Interception and Redirection of Messages Using Transport Rules or Journaling
Published Jan 28 2010 03:10 PM 60.5K Views

When looking for Exchange controls to copy messages for regulatory compliance needs, you may have come across both Transport Rules and Journaling and wondered, "Which one best serves the needs of my organization?" 

Both features have the capability to intercept and copy messages to another mailbox, but they differ in how they intercept messages and in what details are included in the copied message.  Transport Rules can be employed to satisfy needs for message review and monitoring, while Journaling can be employed to meet the regulatory compliance needs for message archiving.  The purpose of this article is to contrast these features' capabilities of message interception, and to help you identify which will best meet your particular compliance and control requirements.  For a broader understanding of these two Exchange features, please reference the links provided below.

Transport Rules-based message interception

Transport rules are applied when messages are sent or received in your organization. 

Transport Rule = Condition + Action + Exception

First, a criteria is evaluated such as who the sender or receiver of the message is, or the keywords in a message.  If messages meet particular criteria (conditions and exceptions), then an action can be applied like 'block,' 'copy,' 'moderate,' or 'append a disclaimer to the message'.  Transport Rules are used to enforce message control and protection policies.

The Transport Rules agent runs on the Exchange Hub Transport server, evaluating every message against the set of Transport Rules.

If your goal is to clandestinely copy certain messages to a supervisory mailbox for post-send review, one could use the "Blind carbon copy (Bcc)" action. For example:

Conditions Apply rule to messages
sent to users that are 'Outside the organization'
and when the Subject field or message body contains 'Secret project code words'
Actions Blind carbon copy(Bcc) the message to 'contentreview@contoso.com'
Exceptions Except when the message is sent to a member of 'trustedpartner@contoso.com'

In this rule, external bound messages containing sensitive project key words are copied to a mailbox, where they will be reviewed periodically for policy violations, except for messages which are addressed to members of the trusted partner group.

#### [EXERCISE DETAILS]
Reproduce the Exchange interception article in full, word for word, from its title through its final sentence. Rely solely on the Exchange interception article for anything asked here.

Excerpts from a detection dataset:
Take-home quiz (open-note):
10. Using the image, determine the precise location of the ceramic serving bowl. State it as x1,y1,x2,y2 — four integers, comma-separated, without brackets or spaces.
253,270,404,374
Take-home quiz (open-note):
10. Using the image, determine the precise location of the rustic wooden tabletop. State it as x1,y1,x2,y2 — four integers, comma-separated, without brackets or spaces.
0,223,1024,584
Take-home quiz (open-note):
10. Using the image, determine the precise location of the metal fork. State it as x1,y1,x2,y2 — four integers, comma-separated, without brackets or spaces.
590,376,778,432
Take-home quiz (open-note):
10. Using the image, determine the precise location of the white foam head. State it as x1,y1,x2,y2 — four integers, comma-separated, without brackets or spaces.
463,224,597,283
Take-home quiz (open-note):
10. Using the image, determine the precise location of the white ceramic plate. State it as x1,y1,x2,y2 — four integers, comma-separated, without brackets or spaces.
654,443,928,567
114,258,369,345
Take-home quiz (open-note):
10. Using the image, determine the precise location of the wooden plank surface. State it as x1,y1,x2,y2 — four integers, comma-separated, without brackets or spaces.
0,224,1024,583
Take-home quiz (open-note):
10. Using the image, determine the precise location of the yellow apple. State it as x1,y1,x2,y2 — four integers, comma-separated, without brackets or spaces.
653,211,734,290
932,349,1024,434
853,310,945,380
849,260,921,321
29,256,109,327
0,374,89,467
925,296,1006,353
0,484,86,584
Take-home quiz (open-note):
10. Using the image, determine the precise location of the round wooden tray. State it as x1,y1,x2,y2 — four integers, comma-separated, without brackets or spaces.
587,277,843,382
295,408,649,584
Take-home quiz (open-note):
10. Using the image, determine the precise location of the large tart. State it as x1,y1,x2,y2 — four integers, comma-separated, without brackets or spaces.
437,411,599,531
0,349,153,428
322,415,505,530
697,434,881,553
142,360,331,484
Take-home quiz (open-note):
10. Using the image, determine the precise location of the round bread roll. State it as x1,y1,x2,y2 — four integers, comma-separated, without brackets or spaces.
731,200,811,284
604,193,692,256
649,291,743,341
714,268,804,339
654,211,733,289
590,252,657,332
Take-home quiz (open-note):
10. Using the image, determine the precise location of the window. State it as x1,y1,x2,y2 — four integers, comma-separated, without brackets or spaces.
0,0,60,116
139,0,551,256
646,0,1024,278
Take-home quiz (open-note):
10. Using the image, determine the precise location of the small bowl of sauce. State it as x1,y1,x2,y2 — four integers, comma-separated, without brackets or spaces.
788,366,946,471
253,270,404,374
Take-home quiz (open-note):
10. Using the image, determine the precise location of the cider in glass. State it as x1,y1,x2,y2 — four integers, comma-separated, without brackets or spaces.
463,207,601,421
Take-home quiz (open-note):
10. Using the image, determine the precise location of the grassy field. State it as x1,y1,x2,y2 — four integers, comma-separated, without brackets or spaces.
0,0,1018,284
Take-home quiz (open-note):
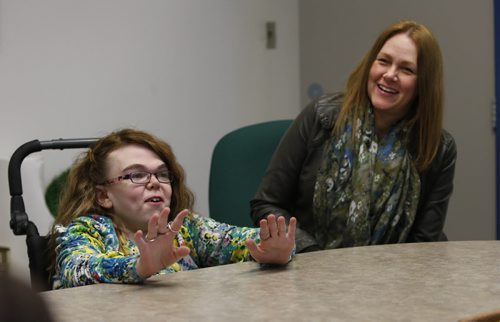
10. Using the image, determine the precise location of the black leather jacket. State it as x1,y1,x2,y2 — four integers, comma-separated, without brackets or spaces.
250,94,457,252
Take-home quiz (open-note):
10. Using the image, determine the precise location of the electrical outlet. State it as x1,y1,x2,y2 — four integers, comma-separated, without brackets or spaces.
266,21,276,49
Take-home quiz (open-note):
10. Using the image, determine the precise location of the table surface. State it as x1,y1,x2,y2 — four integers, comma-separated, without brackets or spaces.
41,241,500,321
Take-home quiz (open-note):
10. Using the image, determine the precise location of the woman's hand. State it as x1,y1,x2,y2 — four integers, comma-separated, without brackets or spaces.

#### [FULL SOLUTION]
Interception and Redirection of Messages Using Transport Rules or Journaling
Published Jan 28 2010 03:10 PM 60.5K Views

When looking for Exchange controls to copy messages for regulatory compliance needs, you may have come across both Transport Rules and Journaling and wondered, "Which one best serves the needs of my organization?" 

Both features have the capability to intercept and copy messages to another mailbox, but they differ in how they intercept messages and in what details are included in the copied message.  Transport Rules can be employed to satisfy needs for message review and monitoring, while Journaling can be employed to meet the regulatory compliance needs for message archiving.  The purpose of this article is to contrast these features' capabilities of message interception, and to help you identify which will best meet your particular compliance and control requirements.  For a broader understanding of these two Exchange features, please reference the links provided below.

Transport Rules-based message interception

Transport rules are applied when messages are sent or received in your organization. 

Transport Rule = Condition + Action + Exception

First, a criteria is evaluated such as who the sender or receiver of the message is, or the keywords in a message.  If messages meet particular criteria (conditions and exceptions), then an action can be applied like 'block,' 'copy,' 'moderate,' or 'append a disclaimer to the message'.  Transport Rules are used to enforce message control and protection policies.

The Transport Rules agent runs on the Exchange Hub Transport server, evaluating every message against the set of Transport Rules.

If your goal is to clandestinely copy certain messages to a supervisory mailbox for post-send review, one could use the "Blind carbon copy (Bcc)" action. For example:

Conditions Apply rule to messages
sent to users that are 'Outside the organization'
and when the Subject field or message body contains 'Secret project code words'
Actions Blind carbon copy(Bcc) the message to 'contentreview@contoso.com'
Exceptions Except when the message is sent to a member of 'trustedpartner@contoso.com'

In this rule, external bound messages containing sensitive project key words are copied to a mailbox, where they will be reviewed periodically for policy violations, except for messages which are addressed to members of the trusted partner group.